▶ [Outline records]

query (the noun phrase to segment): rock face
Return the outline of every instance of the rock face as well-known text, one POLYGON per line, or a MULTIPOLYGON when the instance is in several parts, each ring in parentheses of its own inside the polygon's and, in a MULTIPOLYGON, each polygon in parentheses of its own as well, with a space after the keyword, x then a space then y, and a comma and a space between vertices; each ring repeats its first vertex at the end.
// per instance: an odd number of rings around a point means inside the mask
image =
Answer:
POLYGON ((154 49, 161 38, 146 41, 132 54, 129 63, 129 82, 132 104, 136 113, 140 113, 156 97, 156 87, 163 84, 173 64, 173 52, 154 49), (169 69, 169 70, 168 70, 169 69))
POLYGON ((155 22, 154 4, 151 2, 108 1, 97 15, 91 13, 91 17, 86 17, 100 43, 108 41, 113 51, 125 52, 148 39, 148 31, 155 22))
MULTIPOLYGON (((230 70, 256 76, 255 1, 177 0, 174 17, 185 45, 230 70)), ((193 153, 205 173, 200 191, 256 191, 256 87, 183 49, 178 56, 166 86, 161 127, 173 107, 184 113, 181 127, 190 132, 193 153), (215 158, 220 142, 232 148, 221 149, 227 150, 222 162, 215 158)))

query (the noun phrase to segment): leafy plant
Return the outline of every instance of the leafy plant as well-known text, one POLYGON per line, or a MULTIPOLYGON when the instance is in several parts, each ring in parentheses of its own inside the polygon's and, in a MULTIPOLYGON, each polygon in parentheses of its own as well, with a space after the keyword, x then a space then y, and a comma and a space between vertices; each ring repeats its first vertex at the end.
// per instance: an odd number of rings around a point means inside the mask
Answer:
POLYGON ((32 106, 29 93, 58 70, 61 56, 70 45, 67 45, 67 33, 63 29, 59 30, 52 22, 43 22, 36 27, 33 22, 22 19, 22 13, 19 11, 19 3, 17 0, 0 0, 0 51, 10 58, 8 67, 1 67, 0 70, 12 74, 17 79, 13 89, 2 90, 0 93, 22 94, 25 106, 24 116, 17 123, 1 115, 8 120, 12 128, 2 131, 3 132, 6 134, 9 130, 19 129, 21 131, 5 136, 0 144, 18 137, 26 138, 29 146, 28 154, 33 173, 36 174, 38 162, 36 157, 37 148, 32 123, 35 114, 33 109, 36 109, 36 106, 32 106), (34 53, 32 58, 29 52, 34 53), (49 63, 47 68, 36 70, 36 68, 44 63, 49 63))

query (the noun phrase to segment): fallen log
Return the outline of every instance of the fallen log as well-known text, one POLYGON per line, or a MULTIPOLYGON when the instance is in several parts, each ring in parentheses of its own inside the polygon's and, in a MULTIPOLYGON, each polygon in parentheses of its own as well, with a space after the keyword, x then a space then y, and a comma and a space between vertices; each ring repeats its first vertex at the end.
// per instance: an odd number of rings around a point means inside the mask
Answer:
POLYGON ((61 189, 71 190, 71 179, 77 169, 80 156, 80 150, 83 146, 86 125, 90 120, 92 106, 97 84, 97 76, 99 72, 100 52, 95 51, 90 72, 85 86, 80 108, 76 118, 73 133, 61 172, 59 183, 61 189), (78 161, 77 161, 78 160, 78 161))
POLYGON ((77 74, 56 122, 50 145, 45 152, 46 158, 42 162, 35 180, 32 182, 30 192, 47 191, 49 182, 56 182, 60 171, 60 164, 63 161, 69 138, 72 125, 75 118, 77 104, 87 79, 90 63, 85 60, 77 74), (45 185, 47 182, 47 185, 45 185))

▶ [What to work on]
Write the outline records as a two-column CSV named by the headers "query" and "result", with one row per record holding its text and its answer. Put each value in its own quoted field, turning any line breaks into spaces.

▶ [Solution to this problem]
query,result
"query (the noun phrase to segment): rock face Return the outline of every instance of the rock face as well-known text, one POLYGON per line, or a MULTIPOLYGON when the instance is in several parts, each ring in parentheses of its own inside the polygon's and, in a MULTIPOLYGON, each polygon in parentheses of its own as well, with a space after the keyword, x then a space then y, and a comma and a space between vertices; each ring repeats its first vertex at the end. // per instance: an odd number of rings around a point means inside the mask image = Answer:","POLYGON ((154 49, 161 38, 146 41, 132 54, 129 63, 129 82, 132 104, 136 113, 140 113, 156 97, 156 87, 163 84, 173 64, 173 52, 154 49), (169 69, 169 70, 168 70, 169 69)) POLYGON ((155 22, 154 4, 151 2, 108 1, 97 15, 91 13, 91 17, 86 17, 100 43, 108 41, 113 51, 125 52, 148 39, 148 31, 155 22)) MULTIPOLYGON (((230 70, 256 76, 255 1, 177 0, 174 17, 185 45, 230 70)), ((193 153, 205 173, 200 191, 256 191, 256 87, 183 49, 178 56, 166 86, 161 127, 173 107, 184 113, 181 127, 190 132, 193 153), (215 158, 220 142, 232 148, 221 149, 227 150, 222 162, 215 158)))"
"query (the noun phrase to segment): leafy plant Return the outline of every instance of the leafy plant as well-known text, one POLYGON per line, or a MULTIPOLYGON when the instance is in several parts, each ring in parentheses of its own inside the polygon's and, in a MULTIPOLYGON, each polygon in parentheses of its own as well, with a space after the keyword, x then a space then y, and a comma and a space between vertices; each ring repeats its first vertex at the end. // per instance: an odd number of rings around a point means inside the mask Answer:","POLYGON ((32 106, 29 93, 58 70, 61 56, 70 45, 67 45, 67 33, 63 29, 59 30, 52 22, 43 22, 36 27, 33 22, 22 19, 22 13, 19 11, 19 3, 17 0, 0 0, 0 51, 10 58, 8 67, 1 67, 0 70, 12 74, 17 79, 13 89, 2 90, 0 93, 22 94, 25 106, 24 116, 17 123, 1 115, 8 120, 12 128, 2 131, 3 132, 6 134, 9 130, 19 129, 21 131, 5 136, 0 144, 18 137, 26 138, 29 146, 28 154, 33 173, 36 174, 38 162, 36 157, 37 148, 32 123, 35 114, 33 109, 36 109, 36 106, 32 106), (34 53, 32 58, 29 52, 34 53), (49 63, 47 68, 36 70, 36 68, 44 63, 49 63))"
"query (the noun phrase to segment): fallen log Return the outline of every instance of the fallen log as well-known text, one POLYGON per line, or a MULTIPOLYGON when the instance is in several parts, each ring in parentheses of its own inside the polygon's and, in a MULTIPOLYGON, each polygon in parentheses of its own as well, with a space after the keyword, x then a space then y, and a comma and a space between vertices; each ring repeats its first vertex at the end. // per instance: an odd number of rings around a point means inside the mask Answer:","POLYGON ((61 189, 71 190, 71 179, 77 169, 80 156, 80 150, 83 146, 86 125, 90 120, 92 106, 97 84, 97 76, 99 72, 100 52, 95 51, 90 72, 85 86, 80 108, 76 118, 73 133, 61 172, 59 183, 61 189), (78 161, 77 161, 78 160, 78 161)) POLYGON ((77 74, 56 122, 50 145, 45 152, 46 158, 42 162, 35 180, 32 182, 30 192, 47 191, 49 182, 56 182, 60 171, 60 164, 63 161, 69 138, 72 125, 75 118, 77 104, 87 79, 90 63, 85 60, 77 74), (45 185, 47 182, 47 185, 45 185))"